Fragmento proporcionado ->
▬▬▬▬▬▬

El otro día encontramos
un rato y fuimos a comprar los colchones para Loli y Tótal.
La situación con Loli
por las noches se había vuelto insostenible.
En algún momento,
siempre cerca de las 3 de la mañana, se despertaba aprisionada entre
la pared de red de su cuna y un mueble.
Y empezaba el llanto.
En un movimiento mecánico
y sonámbulo me levantaba, la alzaba y la ponía en el medio de
nuestra cama con todo lo que ello significaba.
El martes trajeron
los colchones, cerramos las cunas para siempre y les armamos las
camas de abajo de las camas nuevas de los dormitorios.
Loli con las chicas,
cinco en un cuarto.
Tótal con sus hermanos,
los tres durmiendo juntos. Se hace el canchero para que los otros dos
se rían, ya no me da bola. Creció, en cualquier momento deja la
teta.
Nuestro dormitorio quedo
inmenso, parece vacío.
Los otros de a poco van
adquiriendo las características de lo que supongo serán los
campamentos de refugiados.
Donde duermen las cinco niñas casi que no
se puede entrar del olor que hay.
El de los varones está un poco más
ordenado a costa de que meten todo, absolutamente todo adentro del placard.
Anoche me quedé
trabajando hasta tarde. Tengo diez mil cosas que resolver y no puedo
solucionar ninguna.
Encima volvieron las
babosas a la cocina.
Luis se había bajado el documental de Alex de la Iglesia sobre Messi y suponía, con razón,
que a mí no me iba a interesar nada.
Pili estaba corrigiendo
un informe de Física y se quedó conmigo.
Yo estaba tratando, sin
éxito, de pensar algo original sobre las ventajas de que una
epístola de principios del siglo XVII esté escrita en liras y no en
tercetos.
A la una y media con la
cabeza quemada subí a dormir.
Luis me esperaba
despierto. O a lo mejor lo desperté yo.
Después de cuatro años
de estar compartiendo nuestras noches con dos criaturas no sé por
qué se preocupó por cerrar la puerta del cuarto.
Antes de ir a lavarme los
dientes deduje en la oscuridad que alguien había dejado un pedazo de
banana en mi mesita de luz.
No había comido nada de
postre así que pensé que iba a ser una buena idea comérmelo antes
de dormir, por si me faltaba potasio, o me agarraban calambres a la
madrugada.

▬▬▬▬▬▬

Datos suministrados ->
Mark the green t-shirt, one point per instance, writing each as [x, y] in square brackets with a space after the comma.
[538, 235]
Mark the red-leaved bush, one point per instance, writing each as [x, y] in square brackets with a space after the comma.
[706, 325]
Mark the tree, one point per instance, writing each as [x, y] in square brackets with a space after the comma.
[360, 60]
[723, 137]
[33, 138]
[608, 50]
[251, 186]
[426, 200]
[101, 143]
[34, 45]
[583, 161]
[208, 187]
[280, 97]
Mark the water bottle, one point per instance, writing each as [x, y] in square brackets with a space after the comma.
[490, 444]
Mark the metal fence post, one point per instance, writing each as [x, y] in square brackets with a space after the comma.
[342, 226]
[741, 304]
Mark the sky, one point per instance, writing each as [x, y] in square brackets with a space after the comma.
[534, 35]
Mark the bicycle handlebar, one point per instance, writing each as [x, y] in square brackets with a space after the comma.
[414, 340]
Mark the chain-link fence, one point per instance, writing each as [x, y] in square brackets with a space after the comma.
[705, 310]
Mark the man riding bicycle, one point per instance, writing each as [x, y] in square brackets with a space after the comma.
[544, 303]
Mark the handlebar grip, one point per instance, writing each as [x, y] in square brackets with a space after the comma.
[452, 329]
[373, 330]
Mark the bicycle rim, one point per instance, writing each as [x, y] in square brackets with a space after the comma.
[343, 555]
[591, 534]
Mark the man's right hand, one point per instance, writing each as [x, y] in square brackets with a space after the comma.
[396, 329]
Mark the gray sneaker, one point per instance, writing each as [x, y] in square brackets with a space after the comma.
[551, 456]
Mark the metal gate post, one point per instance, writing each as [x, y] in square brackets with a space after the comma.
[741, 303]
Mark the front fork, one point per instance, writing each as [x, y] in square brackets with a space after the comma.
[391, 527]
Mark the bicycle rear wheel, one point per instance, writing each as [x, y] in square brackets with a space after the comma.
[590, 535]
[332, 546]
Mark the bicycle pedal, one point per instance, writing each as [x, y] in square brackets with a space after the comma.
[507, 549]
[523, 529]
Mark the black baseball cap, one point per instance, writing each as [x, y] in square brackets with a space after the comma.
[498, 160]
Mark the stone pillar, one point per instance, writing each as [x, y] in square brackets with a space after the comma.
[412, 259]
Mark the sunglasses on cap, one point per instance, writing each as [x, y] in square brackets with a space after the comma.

▬▬▬▬▬▬

Ejercicio breve ->
Según el fragmento, ¿alrededor de qué hora se despertaba Loli por las noches? Básate únicamente en el fragmento para responder.

Respuesta final ->
Cerca de las 3 de la mañana.